EXCERPTED PASSAGE>

G-D Bless America or Is Our Flag Still There?

G-d Bless America or Is Our Flag Still There?

God bless America, land that I love
Stand beside her and guide her
Through the night with the light from above

From the mountains to the prairies
To the oceans white with foam
God bless America, my home sweet home

What voice do you hear singing this song? Do you hear your own voice, as a child, singing it in your classroom? As a Yankee fan, I hear the unmistakable voice of Kate Smith. After 9/11, Smith’s rendition of “G-d Bless America” was heard during every seventh inning at Yankee Stadium. I remember being at the Stadium for a playoff game with my son Josh right after 9/11; when we all sang along with Kate Smith, it was a moving tribute to the American spirit.


But this year, in April, this custom stopped. The Yankees announced that they would no longer play the Smith soundtrack because, early in her career, she had recorded two songs with racist lyrics. A Yankees spokesman claimed Smith’s “G-d Bless America” was being dropped because the team “take[s] social, racial, and cultural insensitivities very seriously.”


Before I tell you what I think of this decision, and what I think this tells us about the time we’re living in, let me tell you about this song and this singer.


“G-d Bless America” was written by a Jewish man named Irving Berlin. It’s 1938, a horrible time. Nazis savagely attack thousands of Jewish people in Germany and the Holocaust begins. It is a very frightening time for America; America is weak, broke, and divided. Berlin revises the song, and on November 11th, 31-year old Kate Smith sings “G-d Bless America” for the first time on national radio. It becomes the prayer that helps unite and inspire America at that terrible point in history.


Kate Smith was one of the most popular American singers of her time. She recorded around 3,000 songs and sold 19 million records in her long career. When the war came, she traveled more than 500,000 miles to entertain the soldiers, and sold an astonishing $600 million in War Bonds to help finance the war effort. Her recording of “G-d Bless America” was so influential that both of the Presidential candidates in1940, Franklin D. Roosevelt and Wendell Willkie, made it their official campaign song. It was such a unifying song that both parties wanted it. That was a different time.


Was Kate Smith a racist? No. If Smith had been newly exposed as a bigot, I would understand this whole controversy. But no one has suggested anything of the kind. In fact, we know a lot about her and it all points in the other direction. For example, in 1951, Smith invited Josephine Baker to appear on her popular TV program, the first time the controversial black entertainer was seen on American television.

PROVIDED INFORMATION>
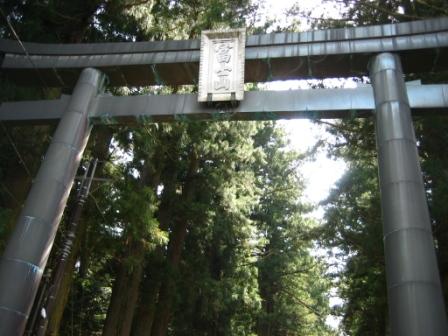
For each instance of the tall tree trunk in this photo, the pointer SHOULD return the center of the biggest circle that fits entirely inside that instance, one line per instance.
(125, 293)
(146, 309)
(177, 238)
(101, 140)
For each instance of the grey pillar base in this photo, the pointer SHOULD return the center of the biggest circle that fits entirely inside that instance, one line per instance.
(28, 249)
(416, 306)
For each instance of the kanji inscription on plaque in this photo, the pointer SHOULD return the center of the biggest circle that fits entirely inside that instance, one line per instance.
(221, 72)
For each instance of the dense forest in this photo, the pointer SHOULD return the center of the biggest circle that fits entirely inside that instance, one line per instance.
(200, 228)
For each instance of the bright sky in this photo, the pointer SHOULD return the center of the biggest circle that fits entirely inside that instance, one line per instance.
(322, 173)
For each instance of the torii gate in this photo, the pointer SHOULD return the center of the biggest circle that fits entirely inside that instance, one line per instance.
(416, 304)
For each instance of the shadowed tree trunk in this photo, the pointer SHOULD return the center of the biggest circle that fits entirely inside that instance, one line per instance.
(101, 139)
(177, 238)
(125, 293)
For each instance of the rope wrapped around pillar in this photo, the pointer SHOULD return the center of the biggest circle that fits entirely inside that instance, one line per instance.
(26, 254)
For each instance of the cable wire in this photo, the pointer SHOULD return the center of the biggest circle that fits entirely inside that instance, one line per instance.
(17, 37)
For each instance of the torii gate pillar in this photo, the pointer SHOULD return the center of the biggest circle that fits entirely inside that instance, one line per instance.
(416, 306)
(28, 249)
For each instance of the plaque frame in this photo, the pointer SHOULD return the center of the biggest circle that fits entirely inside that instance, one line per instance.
(222, 80)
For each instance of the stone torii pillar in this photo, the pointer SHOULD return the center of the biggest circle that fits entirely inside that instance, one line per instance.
(416, 306)
(26, 254)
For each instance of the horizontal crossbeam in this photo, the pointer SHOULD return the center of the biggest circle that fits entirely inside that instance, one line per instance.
(342, 52)
(257, 105)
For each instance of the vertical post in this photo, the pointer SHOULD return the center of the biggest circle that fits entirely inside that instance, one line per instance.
(27, 252)
(416, 306)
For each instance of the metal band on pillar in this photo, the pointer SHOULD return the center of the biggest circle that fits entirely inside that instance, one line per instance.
(416, 306)
(28, 249)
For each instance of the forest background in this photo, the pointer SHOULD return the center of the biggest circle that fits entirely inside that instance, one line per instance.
(202, 228)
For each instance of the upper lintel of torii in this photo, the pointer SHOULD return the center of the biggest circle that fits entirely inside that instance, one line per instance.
(342, 52)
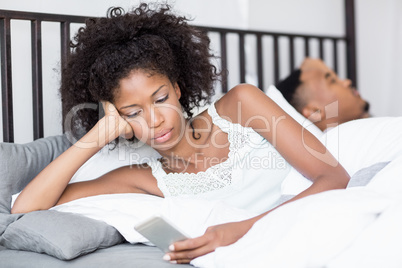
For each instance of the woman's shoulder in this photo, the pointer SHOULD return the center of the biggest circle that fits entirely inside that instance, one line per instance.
(232, 103)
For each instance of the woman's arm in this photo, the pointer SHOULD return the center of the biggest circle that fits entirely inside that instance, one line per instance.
(45, 190)
(298, 146)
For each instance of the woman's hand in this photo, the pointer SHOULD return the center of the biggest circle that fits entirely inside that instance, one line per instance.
(115, 124)
(215, 236)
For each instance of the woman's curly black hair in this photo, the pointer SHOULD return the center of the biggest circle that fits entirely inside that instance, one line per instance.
(107, 49)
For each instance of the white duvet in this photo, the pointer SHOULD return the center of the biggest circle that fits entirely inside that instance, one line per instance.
(356, 227)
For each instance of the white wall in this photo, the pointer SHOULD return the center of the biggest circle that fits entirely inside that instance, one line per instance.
(379, 54)
(379, 33)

REQUIRED WORK>
(1) In the essay about Kate Smith, which two 1940 presidential candidates made her recording their official campaign song?
(2) Pick up the essay about Kate Smith after its last sentence and carry it forward.

ANSWER SECTION>
(1) Franklin D. Roosevelt and Wendell Willkie.

(2)
Until last April, almost no one remembered that Kate Smith had recorded two songs with what seem to be offending racial stereotypes. By 21st-century standards, the songs do seem, at first glance, to be expressions of racism. But as I always say, you have to study these things for yourself. So I looked at the song and read the lyrics. What I found was that the song was a biting satire of white bigotry. The song was also recorded by Paul Robeson, the great African-American baritone, whose father had been a slave. You remember Robeson singing “Ol’ Man River” in Showboat, an anti-racist Broadway show. Paul Robeson was a great spokesman for the suffering of blacks in America and sang this same song because it was a condemnation of racism. Kate Smith sang this song because she was anti-racist.


As a company that wants to make money, the Yankees worry about public relations. It decided to treat Kate Smith as a pariah.

But they didn’t do any homework. It only took me a few minutes to check this out and to realize that they were simply wrong.

Why did they throw Kate Smith out the window?

Because they’re scared. Everybody’s scared.

They’re scared of being called racists.

We talk about racists and white supremacists and I take their emergence into a more public stance with the utmost seriousness.

But right now I’m saying that at the other end of the spectrum, there’s a tyranny on the left. In June, I watched an assembly of California progressives who were listening to Democratic Presidential candidates, and a very respectable liberal governor with a fine liberal record was booed when he said that socialism was not the way to go. You boo because someone says America should not become a socialist country?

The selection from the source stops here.